I wonder how accurate this is in areas where tourism is a large contribution to the local economy. You don't actually have to be much good at running a business if you've got an endless stream of new people for several months out of the year and don't need to rely on repeat business. You just rename the place and hire a new GM when the negative reviews start overwhelming you (this applies more generally than restaurants btw).
I would probably try new restaurants more frequently if I could be more sure I wasn't gonna pay $10 for a $5 burger and help buy some sleazy J1-slave-driver (owner is too nice of a word) a new Land Rover in the process.
How did he get the data? It's pretty hard to pull the reviews and the data from yelp. I tried to do that to do some querying, but their search isn't so great and they pull a lot of stunts to prevent you from scraping.
Oh, I see he's using the kaggle data. That's not guaranteed to be reliable.
As the author mentioned changes in rent are a huge factor. Did the date of closures coincide with a new lease which can range from 1 - 10 years. Seeing a distribution of the age of the restaurant when closed could show them.
The other huge factor is cost of labor. Maybe looking at the minimum wage could be another feature. The news usually has those articles about how restaurants are struggling and the incremental minimum wage increase will hurt their business. It'd be interesting to see how strong of a factor that is in restaurant closures.
Also factors that could be tough to get but important * Cost of the ingredients like meat, vegetables etc.. * General Economic conditions, are consumers going out to eat?
It sounds like they un-anonymized the data, which strikes me as slightly unethical. (I mean it's not medical data or anything, but I don't think that was the intended use of the anonymized data.)
Further, it seems like the results of this will be used to deny loans to restaurants that are not doing so great, thus ensuring that they fail because they can't get funding for renovations and improvements.
Very nice! I like how you used multiple data sources to enable a study that couldn't be done with just one.

------

Set down the passage from the restaurant-closure thread word for word, from "Also factors that" up to and including "renovations and improvements.".

------

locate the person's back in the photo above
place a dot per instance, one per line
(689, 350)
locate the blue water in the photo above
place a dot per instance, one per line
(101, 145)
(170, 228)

------

■ Written solution:
Also factors that could be tough to get but important * Cost of the ingredients like meat, vegetables etc.. * General Economic conditions, are consumers going out to eat?
It sounds like they un-anonymized the data, which strikes me as slightly unethical. (I mean it's not medical data or anything, but I don't think that was the intended use of the anonymized data.)
Further, it seems like the results of this will be used to deny loans to restaurants that are not doing so great, thus ensuring that they fail because they can't get funding for renovations and improvements.